→ **Exercise requirements**
Beginning at the line with "the fishing rod.", output each line to the end of the listing below exactly, please.

→ **Rows**
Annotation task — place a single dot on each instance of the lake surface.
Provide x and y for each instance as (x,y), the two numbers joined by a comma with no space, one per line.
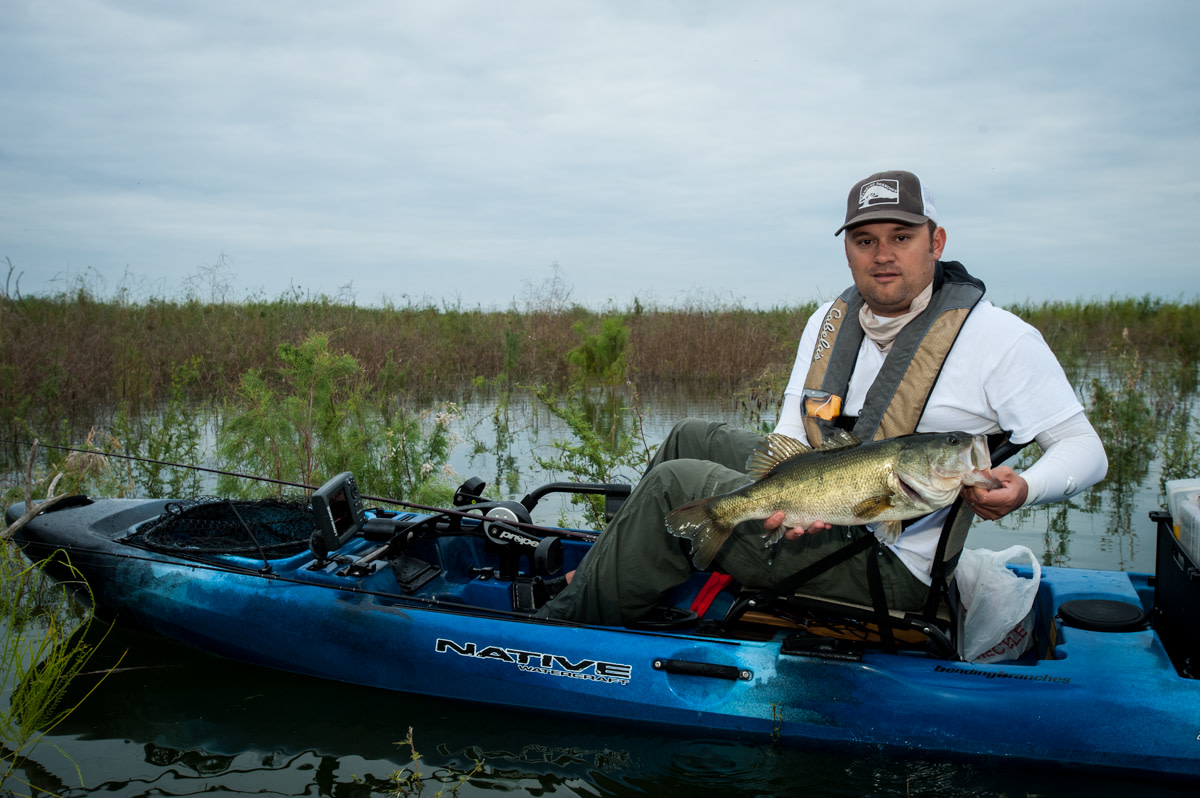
(172,721)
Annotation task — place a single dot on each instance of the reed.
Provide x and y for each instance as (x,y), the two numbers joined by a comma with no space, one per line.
(73,360)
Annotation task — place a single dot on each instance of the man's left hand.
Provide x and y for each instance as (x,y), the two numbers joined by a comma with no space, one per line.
(1001,501)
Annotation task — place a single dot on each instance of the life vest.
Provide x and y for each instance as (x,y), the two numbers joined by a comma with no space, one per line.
(899,394)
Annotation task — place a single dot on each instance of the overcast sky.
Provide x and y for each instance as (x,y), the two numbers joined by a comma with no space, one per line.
(454,151)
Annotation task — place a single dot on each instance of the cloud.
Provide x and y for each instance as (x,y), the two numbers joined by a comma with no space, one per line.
(460,149)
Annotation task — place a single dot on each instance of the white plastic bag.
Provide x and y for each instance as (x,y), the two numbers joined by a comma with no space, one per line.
(997,624)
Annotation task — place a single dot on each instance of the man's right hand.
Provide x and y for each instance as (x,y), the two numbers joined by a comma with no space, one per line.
(775,520)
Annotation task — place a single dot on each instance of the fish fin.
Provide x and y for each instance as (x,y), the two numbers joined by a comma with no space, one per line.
(697,522)
(888,532)
(772,451)
(839,439)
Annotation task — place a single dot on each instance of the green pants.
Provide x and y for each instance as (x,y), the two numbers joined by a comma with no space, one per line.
(636,561)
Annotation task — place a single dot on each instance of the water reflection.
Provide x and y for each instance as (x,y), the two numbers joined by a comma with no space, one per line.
(173,721)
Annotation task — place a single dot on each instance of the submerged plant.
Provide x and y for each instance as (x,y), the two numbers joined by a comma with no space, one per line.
(411,783)
(601,448)
(41,652)
(318,417)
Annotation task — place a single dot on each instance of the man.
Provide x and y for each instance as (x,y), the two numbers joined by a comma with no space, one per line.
(911,346)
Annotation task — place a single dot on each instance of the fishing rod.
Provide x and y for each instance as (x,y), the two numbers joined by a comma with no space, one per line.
(463,514)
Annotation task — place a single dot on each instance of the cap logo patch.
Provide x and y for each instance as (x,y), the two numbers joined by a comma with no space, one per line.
(879,192)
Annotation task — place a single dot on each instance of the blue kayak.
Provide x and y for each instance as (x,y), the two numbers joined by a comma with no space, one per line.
(439,603)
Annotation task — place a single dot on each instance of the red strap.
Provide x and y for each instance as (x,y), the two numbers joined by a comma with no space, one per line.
(707,594)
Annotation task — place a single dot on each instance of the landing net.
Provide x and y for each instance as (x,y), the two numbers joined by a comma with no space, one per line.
(258,527)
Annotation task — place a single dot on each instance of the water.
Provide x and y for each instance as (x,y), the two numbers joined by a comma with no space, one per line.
(172,721)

→ **Full output**
Annotation task — place a single dot on each instance of the fishing rod.
Provide x and y for each instance as (x,y), the two numbers joined by a comma with no space, one per line.
(463,514)
Annotation task — place a single dot on each instance of the cap logo patch.
Provide x and y for each instance as (x,y), the two numbers joined by a comma with no space, one per line.
(879,192)
Annotation task — place a single dot on each instance of the blue kayak.
Provide x and y for each instance as (x,y), the two numbers joined by a comma with no space, one per line.
(439,603)
Annotation task — place a single dot on each instance of the red strap.
Provide x and y for each instance as (x,y), the two numbers joined by a comma with no space, one per line.
(707,594)
Annotation task — place a single dot on each instance of the landing net.
Provide x and y for each instance as (x,y), the two numbers joined by a comma with no space, one per line.
(258,527)
Annotation task — place a single dot on each instance of the water.
Provide x and y for each instance as (x,y), the two numbers joined by a comma with no space, one per line.
(172,721)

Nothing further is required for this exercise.